▶ [Dataset records]
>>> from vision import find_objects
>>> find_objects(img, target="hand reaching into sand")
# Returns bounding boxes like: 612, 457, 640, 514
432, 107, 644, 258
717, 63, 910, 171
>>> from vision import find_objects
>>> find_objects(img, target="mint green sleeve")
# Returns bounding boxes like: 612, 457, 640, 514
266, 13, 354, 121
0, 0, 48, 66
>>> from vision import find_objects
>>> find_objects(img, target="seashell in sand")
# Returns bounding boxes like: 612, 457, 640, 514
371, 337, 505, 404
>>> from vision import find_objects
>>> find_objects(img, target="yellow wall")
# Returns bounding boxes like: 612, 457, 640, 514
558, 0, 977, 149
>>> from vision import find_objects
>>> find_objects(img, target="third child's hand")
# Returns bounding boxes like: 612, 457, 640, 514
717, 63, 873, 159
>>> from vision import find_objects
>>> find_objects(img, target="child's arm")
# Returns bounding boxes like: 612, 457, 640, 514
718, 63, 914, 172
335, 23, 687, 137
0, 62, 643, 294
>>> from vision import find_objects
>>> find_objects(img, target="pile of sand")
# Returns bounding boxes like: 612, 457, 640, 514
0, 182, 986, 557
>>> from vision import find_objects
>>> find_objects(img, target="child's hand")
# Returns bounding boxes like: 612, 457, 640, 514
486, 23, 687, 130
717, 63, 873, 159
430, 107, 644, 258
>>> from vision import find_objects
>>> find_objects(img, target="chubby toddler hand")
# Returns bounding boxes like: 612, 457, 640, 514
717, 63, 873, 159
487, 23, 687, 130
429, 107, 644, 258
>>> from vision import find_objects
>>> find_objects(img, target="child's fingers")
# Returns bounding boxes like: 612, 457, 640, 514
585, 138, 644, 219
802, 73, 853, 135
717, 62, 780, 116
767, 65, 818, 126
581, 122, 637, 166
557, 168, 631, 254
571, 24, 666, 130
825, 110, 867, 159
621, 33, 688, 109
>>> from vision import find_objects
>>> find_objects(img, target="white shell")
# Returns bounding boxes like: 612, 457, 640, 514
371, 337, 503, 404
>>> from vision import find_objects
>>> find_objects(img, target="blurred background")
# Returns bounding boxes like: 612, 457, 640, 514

▶ [Task]
List each line in the material above that contains the string "sand". Matches must have the same capital and lowercase letters.

▶ [Solution below]
>>> find_objects(img, target="hand reaching into sand")
>>> find_objects(img, target="seashell in sand")
>>> find_objects(img, target="pile of sand")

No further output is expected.